Brief: Extract the data word for word, starting at its first line and ending at the line containing "top-left (94, 14), bottom-right (200, 59)", with both ends included. Leave the pictures out of your answer.

Records provided:
++++++++

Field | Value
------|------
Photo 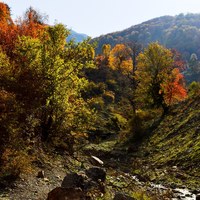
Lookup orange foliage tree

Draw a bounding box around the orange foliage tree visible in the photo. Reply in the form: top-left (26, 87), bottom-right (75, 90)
top-left (136, 43), bottom-right (187, 112)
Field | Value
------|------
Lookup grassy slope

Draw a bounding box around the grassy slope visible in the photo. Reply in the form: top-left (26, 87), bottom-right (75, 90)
top-left (139, 95), bottom-right (200, 187)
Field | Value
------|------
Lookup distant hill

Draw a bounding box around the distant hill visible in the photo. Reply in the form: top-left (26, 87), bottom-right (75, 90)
top-left (93, 14), bottom-right (200, 60)
top-left (67, 30), bottom-right (88, 42)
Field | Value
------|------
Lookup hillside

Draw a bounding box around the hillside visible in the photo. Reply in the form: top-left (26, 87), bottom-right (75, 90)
top-left (127, 95), bottom-right (200, 188)
top-left (67, 30), bottom-right (88, 42)
top-left (94, 14), bottom-right (200, 59)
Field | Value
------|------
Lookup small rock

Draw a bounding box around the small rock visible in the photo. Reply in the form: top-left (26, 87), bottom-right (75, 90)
top-left (196, 194), bottom-right (200, 200)
top-left (85, 167), bottom-right (106, 182)
top-left (90, 156), bottom-right (104, 167)
top-left (37, 170), bottom-right (45, 178)
top-left (47, 187), bottom-right (89, 200)
top-left (113, 192), bottom-right (135, 200)
top-left (61, 173), bottom-right (84, 189)
top-left (44, 178), bottom-right (49, 182)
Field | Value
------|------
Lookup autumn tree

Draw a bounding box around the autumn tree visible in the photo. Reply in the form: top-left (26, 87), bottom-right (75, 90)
top-left (136, 43), bottom-right (187, 112)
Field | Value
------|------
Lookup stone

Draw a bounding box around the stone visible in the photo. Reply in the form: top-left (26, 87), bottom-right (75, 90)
top-left (37, 170), bottom-right (45, 178)
top-left (89, 156), bottom-right (104, 167)
top-left (47, 187), bottom-right (90, 200)
top-left (61, 173), bottom-right (84, 189)
top-left (113, 192), bottom-right (136, 200)
top-left (196, 194), bottom-right (200, 200)
top-left (85, 167), bottom-right (106, 182)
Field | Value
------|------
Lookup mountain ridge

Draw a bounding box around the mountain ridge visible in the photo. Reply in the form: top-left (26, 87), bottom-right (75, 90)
top-left (92, 13), bottom-right (200, 60)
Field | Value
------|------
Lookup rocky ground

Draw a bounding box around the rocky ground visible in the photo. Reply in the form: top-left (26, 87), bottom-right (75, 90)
top-left (0, 140), bottom-right (200, 200)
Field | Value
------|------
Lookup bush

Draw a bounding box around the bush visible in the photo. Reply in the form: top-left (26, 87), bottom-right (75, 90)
top-left (1, 148), bottom-right (33, 177)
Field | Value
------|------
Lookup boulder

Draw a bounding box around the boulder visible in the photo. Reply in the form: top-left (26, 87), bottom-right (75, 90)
top-left (47, 187), bottom-right (90, 200)
top-left (85, 167), bottom-right (106, 182)
top-left (113, 192), bottom-right (136, 200)
top-left (89, 156), bottom-right (103, 167)
top-left (61, 173), bottom-right (84, 189)
top-left (37, 170), bottom-right (45, 178)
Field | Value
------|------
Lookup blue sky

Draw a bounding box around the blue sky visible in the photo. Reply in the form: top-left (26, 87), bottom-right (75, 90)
top-left (1, 0), bottom-right (200, 37)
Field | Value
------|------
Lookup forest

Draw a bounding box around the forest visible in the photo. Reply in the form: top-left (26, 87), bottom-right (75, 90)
top-left (0, 3), bottom-right (200, 200)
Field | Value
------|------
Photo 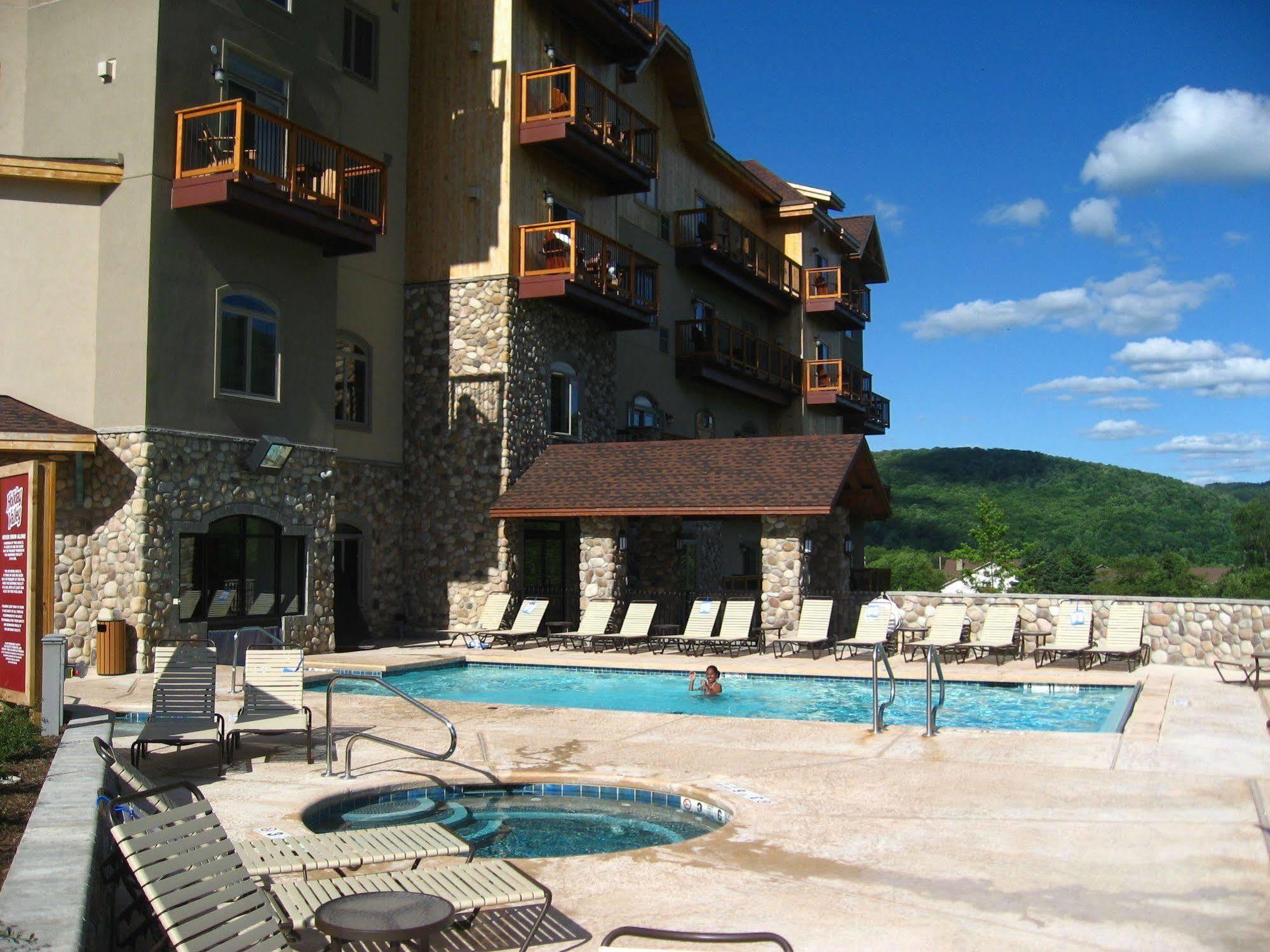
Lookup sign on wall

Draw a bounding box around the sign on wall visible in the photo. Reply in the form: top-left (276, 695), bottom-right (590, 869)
top-left (0, 462), bottom-right (52, 707)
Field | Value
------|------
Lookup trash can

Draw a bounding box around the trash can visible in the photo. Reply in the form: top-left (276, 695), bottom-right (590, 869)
top-left (97, 620), bottom-right (128, 674)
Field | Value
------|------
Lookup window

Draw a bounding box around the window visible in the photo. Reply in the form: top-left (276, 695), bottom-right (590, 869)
top-left (179, 515), bottom-right (305, 627)
top-left (216, 293), bottom-right (278, 400)
top-left (551, 363), bottom-right (582, 438)
top-left (344, 6), bottom-right (380, 83)
top-left (626, 394), bottom-right (661, 427)
top-left (335, 334), bottom-right (371, 427)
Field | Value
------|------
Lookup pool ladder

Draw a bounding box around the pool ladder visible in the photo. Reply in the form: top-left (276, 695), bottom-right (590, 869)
top-left (872, 642), bottom-right (895, 734)
top-left (323, 674), bottom-right (459, 781)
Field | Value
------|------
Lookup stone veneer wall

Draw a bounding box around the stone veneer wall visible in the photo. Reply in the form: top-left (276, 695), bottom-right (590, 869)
top-left (403, 277), bottom-right (618, 629)
top-left (335, 460), bottom-right (405, 636)
top-left (11, 431), bottom-right (334, 670)
top-left (889, 591), bottom-right (1270, 665)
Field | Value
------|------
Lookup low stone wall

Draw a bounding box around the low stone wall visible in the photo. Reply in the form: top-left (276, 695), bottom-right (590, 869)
top-left (890, 591), bottom-right (1270, 665)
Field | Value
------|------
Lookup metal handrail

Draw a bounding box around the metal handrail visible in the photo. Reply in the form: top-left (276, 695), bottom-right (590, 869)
top-left (230, 624), bottom-right (287, 694)
top-left (872, 641), bottom-right (895, 734)
top-left (924, 645), bottom-right (945, 737)
top-left (323, 674), bottom-right (459, 781)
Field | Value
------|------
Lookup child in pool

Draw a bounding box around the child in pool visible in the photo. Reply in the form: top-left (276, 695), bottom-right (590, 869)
top-left (688, 665), bottom-right (722, 694)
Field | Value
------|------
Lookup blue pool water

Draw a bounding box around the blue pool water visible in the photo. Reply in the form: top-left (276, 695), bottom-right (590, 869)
top-left (335, 661), bottom-right (1137, 732)
top-left (304, 783), bottom-right (731, 859)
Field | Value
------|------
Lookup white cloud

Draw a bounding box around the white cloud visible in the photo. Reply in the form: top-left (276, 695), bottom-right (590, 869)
top-left (982, 198), bottom-right (1049, 229)
top-left (1082, 420), bottom-right (1163, 439)
top-left (904, 265), bottom-right (1229, 340)
top-left (1071, 198), bottom-right (1129, 245)
top-left (1081, 86), bottom-right (1270, 191)
top-left (1090, 396), bottom-right (1159, 412)
top-left (1025, 377), bottom-right (1145, 394)
top-left (865, 196), bottom-right (904, 231)
top-left (1112, 338), bottom-right (1270, 398)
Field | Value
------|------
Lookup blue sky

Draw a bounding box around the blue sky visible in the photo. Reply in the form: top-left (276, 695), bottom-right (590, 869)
top-left (661, 0), bottom-right (1270, 481)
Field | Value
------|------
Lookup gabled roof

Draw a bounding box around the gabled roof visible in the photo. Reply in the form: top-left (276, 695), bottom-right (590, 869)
top-left (0, 395), bottom-right (97, 453)
top-left (490, 436), bottom-right (890, 519)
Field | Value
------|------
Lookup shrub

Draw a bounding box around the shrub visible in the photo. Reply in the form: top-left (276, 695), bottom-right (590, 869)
top-left (0, 704), bottom-right (39, 764)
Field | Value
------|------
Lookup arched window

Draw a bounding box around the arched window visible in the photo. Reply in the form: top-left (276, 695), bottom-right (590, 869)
top-left (335, 332), bottom-right (371, 427)
top-left (180, 515), bottom-right (305, 628)
top-left (550, 361), bottom-right (582, 439)
top-left (628, 394), bottom-right (661, 427)
top-left (216, 290), bottom-right (278, 400)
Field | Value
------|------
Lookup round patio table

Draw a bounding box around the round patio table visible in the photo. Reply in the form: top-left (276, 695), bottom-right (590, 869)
top-left (314, 892), bottom-right (455, 952)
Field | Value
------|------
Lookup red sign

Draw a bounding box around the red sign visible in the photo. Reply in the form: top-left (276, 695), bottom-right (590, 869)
top-left (0, 473), bottom-right (32, 694)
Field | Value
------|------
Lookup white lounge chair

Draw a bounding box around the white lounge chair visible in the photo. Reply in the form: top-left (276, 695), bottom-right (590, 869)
top-left (227, 647), bottom-right (314, 763)
top-left (904, 601), bottom-right (965, 661)
top-left (768, 598), bottom-right (833, 661)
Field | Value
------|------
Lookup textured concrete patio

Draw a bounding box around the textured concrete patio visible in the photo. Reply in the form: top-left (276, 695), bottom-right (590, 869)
top-left (67, 647), bottom-right (1270, 952)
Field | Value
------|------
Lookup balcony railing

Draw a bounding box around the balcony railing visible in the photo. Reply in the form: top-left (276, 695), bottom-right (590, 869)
top-left (521, 66), bottom-right (656, 175)
top-left (175, 99), bottom-right (388, 235)
top-left (674, 208), bottom-right (802, 297)
top-left (521, 221), bottom-right (658, 314)
top-left (674, 318), bottom-right (802, 394)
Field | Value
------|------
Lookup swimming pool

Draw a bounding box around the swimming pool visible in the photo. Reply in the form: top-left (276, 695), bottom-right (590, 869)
top-left (302, 783), bottom-right (731, 859)
top-left (335, 661), bottom-right (1137, 732)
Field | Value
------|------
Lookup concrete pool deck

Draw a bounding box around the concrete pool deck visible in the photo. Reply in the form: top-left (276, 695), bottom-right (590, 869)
top-left (66, 647), bottom-right (1270, 952)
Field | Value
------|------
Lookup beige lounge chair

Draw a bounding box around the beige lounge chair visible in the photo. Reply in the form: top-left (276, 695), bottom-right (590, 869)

++++++++

Solution below:
Field | Value
------|------
Photo 
Lookup orange foliage tree

Draw a bounding box around the orange foliage tree visible in the photo. Reply in the form: top-left (26, 87), bottom-right (75, 90)
top-left (136, 43), bottom-right (187, 112)
Field | Value
------|------
Lookup grassy slope

Draw a bounding box around the grassy slope visible in the photo. Reply in the form: top-left (26, 87), bottom-right (75, 90)
top-left (139, 95), bottom-right (200, 187)
Field | Value
------|------
Lookup distant hill

Draw a bounding box around the distant hill visible in the photo. Reply in the form: top-left (26, 87), bottom-right (75, 90)
top-left (93, 14), bottom-right (200, 60)
top-left (67, 30), bottom-right (88, 42)
Field | Value
------|------
Lookup hillside

Draw a bounding box around the hillside visible in the photo. Reply in the form: top-left (26, 87), bottom-right (75, 90)
top-left (127, 95), bottom-right (200, 188)
top-left (67, 30), bottom-right (88, 42)
top-left (94, 14), bottom-right (200, 59)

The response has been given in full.